§ Excerpted passage:
↓

INFORMATION COMMISSIONER’S PERFORMANCE: A CALL FOR AN INQUIRY

Dear Dame Chi Onwurah DBE MP,

We are writing to you as a group of civil society, academic and legal practitioners. We are concerned about the collapse in enforcement activity by the Information Commissioner’s Office, which culminated in the decision to not formally investigate the Ministry of Defence (MoD) following the Afghan data breach.

Data protection cuts across sectors and society. It is an important line of defence against abuse and discrimination in healthcare, in the workplace, in public service delivery, in immigration control, in policing, in education. Data breaches expose individuals to serious danger and are liable of disrupting government and business continuity.

However, in a recent public hearing hosted by your committee, Commissioner John Edwards has shown unwillingness to reconsider his approach to data protection enforcement, even in face of the most serious data breach that has ever occurred in the UK. This approach threatens UK residents’ data rights and well-being, leaves organisations on a weak footing to face growing data security threats, and imperils the government’s central growth mission.

Evidence shows a strong correlation between the ICO lack of formal regulatory action and a surge in, sometimes egregious, data breaches in the UK.

↑

§ Tasks to carry out:
**a)** Answer these questions using the letter on the Information Commissioner's enforcement record.
(i) Which government department did the Information Commissioner's Office decide not to formally investigate?
(ii) Who, according to the letter, showed unwillingness to reconsider the approach to data protection enforcement?
(iii) What two things does the evidence show a strong correlation between?
**b)** Carry on the letter on the Information Commissioner's enforcement record, starting after its last sentence.

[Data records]

↓

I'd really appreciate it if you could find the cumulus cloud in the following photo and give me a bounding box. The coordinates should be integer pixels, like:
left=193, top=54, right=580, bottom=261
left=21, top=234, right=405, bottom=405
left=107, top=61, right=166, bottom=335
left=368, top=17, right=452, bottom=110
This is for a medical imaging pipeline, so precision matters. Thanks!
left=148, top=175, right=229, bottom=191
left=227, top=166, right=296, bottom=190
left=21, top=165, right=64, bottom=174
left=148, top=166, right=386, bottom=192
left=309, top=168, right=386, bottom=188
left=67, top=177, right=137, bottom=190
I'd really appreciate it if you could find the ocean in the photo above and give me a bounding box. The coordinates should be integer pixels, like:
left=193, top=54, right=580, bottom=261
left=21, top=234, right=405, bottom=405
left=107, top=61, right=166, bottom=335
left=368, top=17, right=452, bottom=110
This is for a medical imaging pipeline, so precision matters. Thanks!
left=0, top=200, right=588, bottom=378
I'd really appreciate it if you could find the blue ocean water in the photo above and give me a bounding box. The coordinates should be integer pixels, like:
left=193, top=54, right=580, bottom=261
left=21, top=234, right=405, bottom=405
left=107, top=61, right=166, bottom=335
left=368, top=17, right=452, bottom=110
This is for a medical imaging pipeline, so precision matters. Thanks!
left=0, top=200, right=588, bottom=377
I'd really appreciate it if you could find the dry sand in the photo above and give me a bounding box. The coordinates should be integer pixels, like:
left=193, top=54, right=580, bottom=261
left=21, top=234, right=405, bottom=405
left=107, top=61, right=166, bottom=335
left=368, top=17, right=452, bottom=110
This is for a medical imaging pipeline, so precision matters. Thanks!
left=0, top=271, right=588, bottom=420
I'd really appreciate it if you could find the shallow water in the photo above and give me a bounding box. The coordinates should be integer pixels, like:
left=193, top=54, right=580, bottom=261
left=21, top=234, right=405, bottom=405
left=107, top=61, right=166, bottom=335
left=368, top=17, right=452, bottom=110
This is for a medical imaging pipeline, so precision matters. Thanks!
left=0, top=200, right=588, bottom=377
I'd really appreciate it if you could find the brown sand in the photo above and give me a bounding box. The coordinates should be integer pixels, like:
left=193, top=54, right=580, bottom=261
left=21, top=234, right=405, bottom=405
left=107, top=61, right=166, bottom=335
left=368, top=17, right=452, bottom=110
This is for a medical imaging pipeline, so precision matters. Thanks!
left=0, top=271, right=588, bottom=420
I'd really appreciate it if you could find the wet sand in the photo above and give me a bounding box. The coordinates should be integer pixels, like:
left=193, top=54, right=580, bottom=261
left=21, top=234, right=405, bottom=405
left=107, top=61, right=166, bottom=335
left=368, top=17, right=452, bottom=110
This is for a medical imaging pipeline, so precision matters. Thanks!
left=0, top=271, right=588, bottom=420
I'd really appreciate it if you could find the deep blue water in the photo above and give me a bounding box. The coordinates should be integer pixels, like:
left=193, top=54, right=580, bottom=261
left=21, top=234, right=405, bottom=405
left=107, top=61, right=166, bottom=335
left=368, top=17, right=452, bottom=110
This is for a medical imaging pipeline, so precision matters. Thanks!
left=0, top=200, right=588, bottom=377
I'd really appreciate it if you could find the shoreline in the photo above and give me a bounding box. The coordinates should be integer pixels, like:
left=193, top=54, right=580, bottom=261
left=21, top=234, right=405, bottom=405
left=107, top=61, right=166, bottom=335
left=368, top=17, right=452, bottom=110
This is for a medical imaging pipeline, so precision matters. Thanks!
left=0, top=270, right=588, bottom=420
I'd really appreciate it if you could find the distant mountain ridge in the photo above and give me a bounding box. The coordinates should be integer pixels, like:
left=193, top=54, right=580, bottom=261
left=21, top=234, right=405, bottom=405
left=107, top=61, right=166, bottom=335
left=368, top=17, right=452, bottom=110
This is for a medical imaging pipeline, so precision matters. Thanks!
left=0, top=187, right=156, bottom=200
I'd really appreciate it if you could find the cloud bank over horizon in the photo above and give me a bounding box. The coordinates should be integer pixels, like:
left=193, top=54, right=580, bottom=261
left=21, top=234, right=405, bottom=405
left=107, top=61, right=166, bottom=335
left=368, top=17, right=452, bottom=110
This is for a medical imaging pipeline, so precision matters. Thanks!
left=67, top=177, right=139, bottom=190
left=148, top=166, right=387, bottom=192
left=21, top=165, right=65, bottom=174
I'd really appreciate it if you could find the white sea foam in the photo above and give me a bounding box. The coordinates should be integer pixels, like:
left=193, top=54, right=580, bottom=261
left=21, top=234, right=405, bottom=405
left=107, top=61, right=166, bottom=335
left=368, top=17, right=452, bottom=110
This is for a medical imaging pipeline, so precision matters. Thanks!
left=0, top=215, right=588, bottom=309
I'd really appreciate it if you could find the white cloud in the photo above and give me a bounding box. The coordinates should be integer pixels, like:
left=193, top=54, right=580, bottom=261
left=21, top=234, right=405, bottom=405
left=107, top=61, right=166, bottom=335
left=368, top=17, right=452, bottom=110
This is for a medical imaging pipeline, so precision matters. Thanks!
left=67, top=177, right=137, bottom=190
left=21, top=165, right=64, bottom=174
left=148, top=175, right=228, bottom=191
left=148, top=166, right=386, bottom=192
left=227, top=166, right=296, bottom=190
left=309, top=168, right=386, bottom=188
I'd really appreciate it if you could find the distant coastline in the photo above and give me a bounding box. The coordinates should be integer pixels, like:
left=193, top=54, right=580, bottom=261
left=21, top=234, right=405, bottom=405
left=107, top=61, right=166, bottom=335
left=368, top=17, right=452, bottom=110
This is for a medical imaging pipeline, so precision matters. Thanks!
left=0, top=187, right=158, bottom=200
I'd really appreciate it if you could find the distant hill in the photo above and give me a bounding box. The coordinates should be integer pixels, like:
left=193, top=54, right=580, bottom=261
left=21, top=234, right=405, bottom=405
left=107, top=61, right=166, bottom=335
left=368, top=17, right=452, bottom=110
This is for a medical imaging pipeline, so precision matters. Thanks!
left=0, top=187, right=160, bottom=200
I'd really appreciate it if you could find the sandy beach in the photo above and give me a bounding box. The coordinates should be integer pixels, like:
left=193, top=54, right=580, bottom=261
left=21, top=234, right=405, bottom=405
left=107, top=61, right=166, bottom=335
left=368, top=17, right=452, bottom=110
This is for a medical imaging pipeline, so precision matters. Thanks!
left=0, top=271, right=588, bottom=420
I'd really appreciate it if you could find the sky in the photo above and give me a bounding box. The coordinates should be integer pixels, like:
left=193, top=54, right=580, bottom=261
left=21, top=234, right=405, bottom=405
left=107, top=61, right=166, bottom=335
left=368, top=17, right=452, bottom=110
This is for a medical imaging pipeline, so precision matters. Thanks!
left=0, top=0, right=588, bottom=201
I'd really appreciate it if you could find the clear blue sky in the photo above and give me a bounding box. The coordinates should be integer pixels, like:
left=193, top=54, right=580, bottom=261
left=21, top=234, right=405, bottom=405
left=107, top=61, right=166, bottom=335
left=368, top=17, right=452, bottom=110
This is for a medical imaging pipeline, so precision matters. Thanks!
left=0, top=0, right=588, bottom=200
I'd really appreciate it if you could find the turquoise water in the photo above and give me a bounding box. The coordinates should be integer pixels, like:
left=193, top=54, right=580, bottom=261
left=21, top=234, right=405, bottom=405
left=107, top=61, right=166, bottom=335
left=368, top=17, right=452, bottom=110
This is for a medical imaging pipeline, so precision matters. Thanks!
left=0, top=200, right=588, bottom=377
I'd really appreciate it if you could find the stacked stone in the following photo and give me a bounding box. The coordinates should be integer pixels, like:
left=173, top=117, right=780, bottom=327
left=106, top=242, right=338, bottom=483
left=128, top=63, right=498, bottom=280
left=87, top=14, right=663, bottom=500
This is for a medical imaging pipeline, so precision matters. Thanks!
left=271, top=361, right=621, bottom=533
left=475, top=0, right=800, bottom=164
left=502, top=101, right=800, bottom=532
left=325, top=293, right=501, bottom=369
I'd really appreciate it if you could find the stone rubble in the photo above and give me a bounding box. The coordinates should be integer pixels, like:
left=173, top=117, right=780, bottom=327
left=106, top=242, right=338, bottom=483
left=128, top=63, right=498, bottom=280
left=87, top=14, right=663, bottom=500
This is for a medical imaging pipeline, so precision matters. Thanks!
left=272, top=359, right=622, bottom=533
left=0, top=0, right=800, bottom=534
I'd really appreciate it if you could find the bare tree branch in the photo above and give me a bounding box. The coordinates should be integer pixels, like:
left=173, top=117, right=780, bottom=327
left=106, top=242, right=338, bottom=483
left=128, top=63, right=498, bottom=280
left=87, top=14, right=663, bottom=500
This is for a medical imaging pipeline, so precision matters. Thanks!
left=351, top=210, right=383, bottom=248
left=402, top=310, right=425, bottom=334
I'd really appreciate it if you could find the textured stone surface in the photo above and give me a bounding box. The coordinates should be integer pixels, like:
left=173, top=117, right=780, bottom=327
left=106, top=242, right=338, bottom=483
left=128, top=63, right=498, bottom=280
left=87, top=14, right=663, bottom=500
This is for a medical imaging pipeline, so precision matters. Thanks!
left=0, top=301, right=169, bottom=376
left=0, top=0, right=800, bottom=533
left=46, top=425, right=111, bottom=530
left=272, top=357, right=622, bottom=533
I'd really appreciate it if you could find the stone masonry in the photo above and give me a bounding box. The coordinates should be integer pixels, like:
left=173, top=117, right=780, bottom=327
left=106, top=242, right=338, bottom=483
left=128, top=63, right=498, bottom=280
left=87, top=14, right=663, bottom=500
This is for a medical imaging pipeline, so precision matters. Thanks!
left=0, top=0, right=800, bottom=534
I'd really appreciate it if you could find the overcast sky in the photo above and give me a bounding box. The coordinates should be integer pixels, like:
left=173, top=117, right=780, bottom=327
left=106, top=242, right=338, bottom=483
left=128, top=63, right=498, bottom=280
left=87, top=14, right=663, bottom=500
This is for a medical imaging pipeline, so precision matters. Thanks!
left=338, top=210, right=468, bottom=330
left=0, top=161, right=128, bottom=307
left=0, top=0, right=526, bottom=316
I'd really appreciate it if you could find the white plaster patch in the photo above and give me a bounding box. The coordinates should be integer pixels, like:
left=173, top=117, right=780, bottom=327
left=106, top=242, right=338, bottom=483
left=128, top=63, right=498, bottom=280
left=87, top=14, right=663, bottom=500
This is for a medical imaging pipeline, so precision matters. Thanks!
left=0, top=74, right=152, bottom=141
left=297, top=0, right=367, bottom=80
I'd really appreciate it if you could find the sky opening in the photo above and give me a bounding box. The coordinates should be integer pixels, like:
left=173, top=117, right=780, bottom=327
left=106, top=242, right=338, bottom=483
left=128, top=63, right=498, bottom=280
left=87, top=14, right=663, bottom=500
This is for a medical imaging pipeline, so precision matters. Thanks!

↑

§ Task-by-task answers:
**a)**
(i) The Ministry of Defence (MoD), following the Afghan data breach.
(ii) Commissioner John Edwards.
(iii) The ICO's lack of formal regulatory action and a surge in data breaches in the UK.

**b)**
As the ICO's own post-implementation review of its new Public Sector Approach (PSA) disclosed, “the average number of reported breaches increased by 11%”[1] following its adoption. The PSA is an ICO internal policy which prioritises engagement and public ‘name and shame’ instead of dissuasive and legally binding enforcement action. Likewise, the review notes that complaints from the British public against public sector organisations have since increased by 8%, with peaks of 21% and 12% in the justice and public health sectors respectively.[2]

Indeed, egregious and repeated data breaches have affected victims of the Windrush scandal,[3] 9,400 Northern Ireland police officers,[4] the electoral records of 40 million UK residents,[5] and 19,000 Afghanis being relocated by the MoD.[6] Despite the severity of these incidents, the ICO has applied its public sector approach and either issued reprimands — written notices that lack the force of law — or significantly lowered the monetary penalties it awarded. Further, the ICO decision not to pursue any formal action against the MoD despite their repeated failures was extraordinary, as was its failure to record its decision making. The picture that emerges is one where the ICO public sector approach lacks deterrence, and fails to drive the adoption of good data management across government and public bodies.

The handling of the Afghan data breach is not an isolated case; many are being let down by the ICO and its numerous failures to use corrective powers.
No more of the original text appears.